● READING PASSAGE:
====

Check it out! Ohhh, I can feel the heat from over here. I'm very allergic to whatever she did to me. Where's Ryan?
Oh, he said he had an idea and ran to his grandma's retirement home. (loud beep) Okay ladies, who wants a foot rub? (loud beep) I made $300! Good glory! Ryan, your hands! They're cool, right? I rubbed the fingerprints off. Ohh, now you're a man of mystery! (high five) (screams) What's our total? $1,600. Hmmm, strange that number doesn't sound anything like $4,000. How 'bout another $400? What? How? Devin and I donated plasma. Eight times each. Really, you'd do that? We were in disguise. (loud beep) (funky music) (loud beep) I don't care how sweaty you are, it's still not enough. Where's Devin? Devin's not here? Maybe she never was. You made her up, Zona. Yeah, you did. She should sit down. Ugh, we still need $2,000. I don't think we're gonna make it. I've come to save the day. Devin! Zona, I sold our apartment lease and all of our furniture to a man in a van. What? Where we gonna live? Van man traded me for this. Please tell me there's a two bedroom house in that bag. Better, it's an old tent with a dark past. Take that, Butts! Wait, van man traded you for it? So you didn't get any money at all? Oh wow, plasma's a lot more important to brain function than I realized. Uggh! Devin! Oh, this is over. You enjoy your little company before I sue it to smithereens! Smithereens! I mean, you better chill out with that. He spit on me. Good. No, Butts, we've got 37 minutes left in the workday. We're gonna get that money! Who wants to buy my pants? They're 12 years old, minimal holes. $2,000. (snapping) No one wanted to buy my pants. I'll buy your pants, except not, but I will buy you. I'm not for sale. Who are you? How much money? Sold! I was talking to Arizona. Joan, how do you always know where I am? Your tweets are extremely specific. Zona, you know her? Come back, Arizona. Dance for Krispy. Umma, who and what now? Yeah, I'm lost too.

====

● PROVIDED RECORDS:
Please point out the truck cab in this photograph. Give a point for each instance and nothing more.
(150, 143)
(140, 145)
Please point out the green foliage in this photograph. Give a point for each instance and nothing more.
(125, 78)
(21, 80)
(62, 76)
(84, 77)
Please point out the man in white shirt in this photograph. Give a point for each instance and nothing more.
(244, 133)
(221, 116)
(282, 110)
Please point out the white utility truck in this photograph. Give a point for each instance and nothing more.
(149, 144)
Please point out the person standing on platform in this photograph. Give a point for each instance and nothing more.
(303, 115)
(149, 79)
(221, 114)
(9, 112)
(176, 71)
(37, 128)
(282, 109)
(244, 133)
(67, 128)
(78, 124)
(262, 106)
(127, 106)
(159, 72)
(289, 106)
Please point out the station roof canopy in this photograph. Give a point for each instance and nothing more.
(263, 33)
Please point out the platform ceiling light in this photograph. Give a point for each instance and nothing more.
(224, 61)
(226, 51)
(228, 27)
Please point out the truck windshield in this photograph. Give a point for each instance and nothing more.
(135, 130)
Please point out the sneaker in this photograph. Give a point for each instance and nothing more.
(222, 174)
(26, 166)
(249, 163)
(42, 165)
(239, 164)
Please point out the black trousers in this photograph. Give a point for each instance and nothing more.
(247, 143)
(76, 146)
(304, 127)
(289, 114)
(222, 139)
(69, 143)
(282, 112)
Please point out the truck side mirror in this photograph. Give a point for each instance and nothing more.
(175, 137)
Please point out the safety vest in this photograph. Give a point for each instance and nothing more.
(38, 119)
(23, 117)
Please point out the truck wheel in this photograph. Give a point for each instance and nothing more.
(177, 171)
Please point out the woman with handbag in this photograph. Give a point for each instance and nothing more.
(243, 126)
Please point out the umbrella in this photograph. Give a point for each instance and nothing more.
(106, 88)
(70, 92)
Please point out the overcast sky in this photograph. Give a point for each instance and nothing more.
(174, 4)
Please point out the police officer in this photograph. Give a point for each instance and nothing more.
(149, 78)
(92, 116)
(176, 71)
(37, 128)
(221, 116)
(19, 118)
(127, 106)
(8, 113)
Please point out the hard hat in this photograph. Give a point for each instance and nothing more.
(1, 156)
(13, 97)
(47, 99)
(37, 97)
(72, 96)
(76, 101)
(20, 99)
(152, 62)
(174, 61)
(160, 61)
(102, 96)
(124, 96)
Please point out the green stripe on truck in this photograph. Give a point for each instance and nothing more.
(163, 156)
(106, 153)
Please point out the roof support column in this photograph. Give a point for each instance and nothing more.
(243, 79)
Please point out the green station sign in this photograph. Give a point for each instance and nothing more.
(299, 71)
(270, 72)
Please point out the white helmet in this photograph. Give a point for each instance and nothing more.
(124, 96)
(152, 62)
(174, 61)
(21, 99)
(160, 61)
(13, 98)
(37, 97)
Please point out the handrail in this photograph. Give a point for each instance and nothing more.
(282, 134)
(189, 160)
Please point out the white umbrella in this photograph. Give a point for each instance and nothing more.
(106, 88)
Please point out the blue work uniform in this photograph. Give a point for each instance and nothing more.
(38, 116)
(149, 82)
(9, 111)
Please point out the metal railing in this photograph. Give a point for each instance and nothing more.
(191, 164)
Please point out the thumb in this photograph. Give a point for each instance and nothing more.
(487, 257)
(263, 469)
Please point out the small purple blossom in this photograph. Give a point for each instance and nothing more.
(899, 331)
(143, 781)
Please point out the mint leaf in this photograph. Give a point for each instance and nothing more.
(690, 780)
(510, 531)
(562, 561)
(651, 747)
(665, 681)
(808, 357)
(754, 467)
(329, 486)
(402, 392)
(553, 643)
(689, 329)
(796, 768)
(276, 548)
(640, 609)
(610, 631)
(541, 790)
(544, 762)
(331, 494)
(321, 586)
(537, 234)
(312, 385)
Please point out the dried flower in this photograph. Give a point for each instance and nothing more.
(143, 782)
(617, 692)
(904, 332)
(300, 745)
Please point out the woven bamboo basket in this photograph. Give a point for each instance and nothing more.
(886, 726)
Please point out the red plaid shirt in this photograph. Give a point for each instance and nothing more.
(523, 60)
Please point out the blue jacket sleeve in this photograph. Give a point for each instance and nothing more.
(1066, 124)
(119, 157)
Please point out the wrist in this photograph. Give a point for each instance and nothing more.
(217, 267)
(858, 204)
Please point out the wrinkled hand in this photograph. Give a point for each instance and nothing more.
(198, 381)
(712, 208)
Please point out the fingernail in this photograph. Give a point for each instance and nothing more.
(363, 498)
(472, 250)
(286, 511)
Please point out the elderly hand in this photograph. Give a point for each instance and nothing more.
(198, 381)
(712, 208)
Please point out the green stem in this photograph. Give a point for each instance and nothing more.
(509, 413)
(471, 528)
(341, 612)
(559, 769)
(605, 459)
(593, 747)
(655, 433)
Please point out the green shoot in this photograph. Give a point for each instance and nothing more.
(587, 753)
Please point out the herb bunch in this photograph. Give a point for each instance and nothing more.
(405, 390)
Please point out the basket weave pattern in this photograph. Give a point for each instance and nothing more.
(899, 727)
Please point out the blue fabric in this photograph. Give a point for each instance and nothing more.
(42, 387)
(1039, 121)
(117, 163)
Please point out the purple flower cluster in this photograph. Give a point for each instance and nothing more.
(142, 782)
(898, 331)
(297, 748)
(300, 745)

====

● THINGS TO DO:
- 1) List every distinct dollar amount mentioned in the comedy transcript, each once.
- 2) Answer these questions about the comedy transcript:
(a) Where did Ryan run to after saying he had an idea?
(b) What did Devin sell to a man in a van?
(c) How many minutes are said to be left in the workday?

● WRITTEN ANSWERS:
- 1) $300, $1,600, $4,000, $400, $2,000

- 2)
(a) His grandma's retirement home.
(b) The apartment lease and all of the furniture.
(c) 37 minutes.